-- begin --
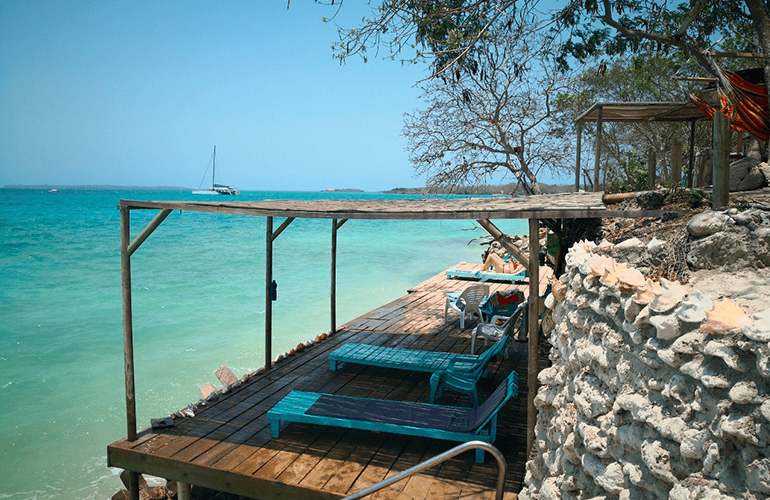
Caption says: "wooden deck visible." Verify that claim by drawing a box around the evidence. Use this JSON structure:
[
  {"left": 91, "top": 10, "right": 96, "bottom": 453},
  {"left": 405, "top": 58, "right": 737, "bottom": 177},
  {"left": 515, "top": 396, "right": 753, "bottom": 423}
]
[{"left": 107, "top": 264, "right": 547, "bottom": 500}]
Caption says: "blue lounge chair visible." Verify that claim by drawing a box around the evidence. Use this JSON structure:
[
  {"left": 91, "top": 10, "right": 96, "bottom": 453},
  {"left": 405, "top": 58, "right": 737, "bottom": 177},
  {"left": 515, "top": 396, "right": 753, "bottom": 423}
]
[
  {"left": 267, "top": 371, "right": 519, "bottom": 463},
  {"left": 446, "top": 268, "right": 527, "bottom": 283},
  {"left": 329, "top": 332, "right": 507, "bottom": 373}
]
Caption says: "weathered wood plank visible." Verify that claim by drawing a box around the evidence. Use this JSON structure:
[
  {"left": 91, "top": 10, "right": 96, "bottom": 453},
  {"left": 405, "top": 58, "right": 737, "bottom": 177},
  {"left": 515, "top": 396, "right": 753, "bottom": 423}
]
[{"left": 108, "top": 264, "right": 546, "bottom": 500}]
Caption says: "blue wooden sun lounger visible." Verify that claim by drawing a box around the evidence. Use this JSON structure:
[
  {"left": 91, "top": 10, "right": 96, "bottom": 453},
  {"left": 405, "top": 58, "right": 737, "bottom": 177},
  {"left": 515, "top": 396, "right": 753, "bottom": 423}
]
[
  {"left": 267, "top": 371, "right": 519, "bottom": 463},
  {"left": 329, "top": 338, "right": 508, "bottom": 373},
  {"left": 446, "top": 268, "right": 527, "bottom": 283}
]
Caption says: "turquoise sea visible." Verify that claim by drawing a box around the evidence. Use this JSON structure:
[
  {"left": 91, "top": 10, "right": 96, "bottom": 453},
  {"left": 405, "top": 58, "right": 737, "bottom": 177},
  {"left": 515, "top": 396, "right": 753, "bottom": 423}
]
[{"left": 0, "top": 189, "right": 526, "bottom": 500}]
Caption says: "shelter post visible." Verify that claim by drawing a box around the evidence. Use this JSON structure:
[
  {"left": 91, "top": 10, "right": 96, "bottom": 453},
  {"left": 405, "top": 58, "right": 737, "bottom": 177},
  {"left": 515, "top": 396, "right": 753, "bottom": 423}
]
[
  {"left": 265, "top": 216, "right": 273, "bottom": 370},
  {"left": 594, "top": 106, "right": 603, "bottom": 192},
  {"left": 329, "top": 219, "right": 337, "bottom": 333},
  {"left": 575, "top": 122, "right": 583, "bottom": 192},
  {"left": 687, "top": 120, "right": 695, "bottom": 189},
  {"left": 711, "top": 113, "right": 730, "bottom": 210},
  {"left": 647, "top": 147, "right": 658, "bottom": 189},
  {"left": 120, "top": 207, "right": 139, "bottom": 500},
  {"left": 527, "top": 219, "right": 540, "bottom": 456},
  {"left": 670, "top": 139, "right": 682, "bottom": 186}
]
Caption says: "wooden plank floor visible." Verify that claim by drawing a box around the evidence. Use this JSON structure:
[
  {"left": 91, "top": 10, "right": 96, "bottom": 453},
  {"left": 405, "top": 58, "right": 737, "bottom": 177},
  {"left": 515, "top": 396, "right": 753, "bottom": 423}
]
[{"left": 107, "top": 263, "right": 547, "bottom": 500}]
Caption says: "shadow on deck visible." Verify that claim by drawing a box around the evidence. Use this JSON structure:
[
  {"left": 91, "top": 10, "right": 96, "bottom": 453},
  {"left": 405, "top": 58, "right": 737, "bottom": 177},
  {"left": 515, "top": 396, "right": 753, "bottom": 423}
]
-- end --
Exercise requirements:
How many lines of the listing above contain the string "deck"? Reply with the number alone.

Solved problem:
2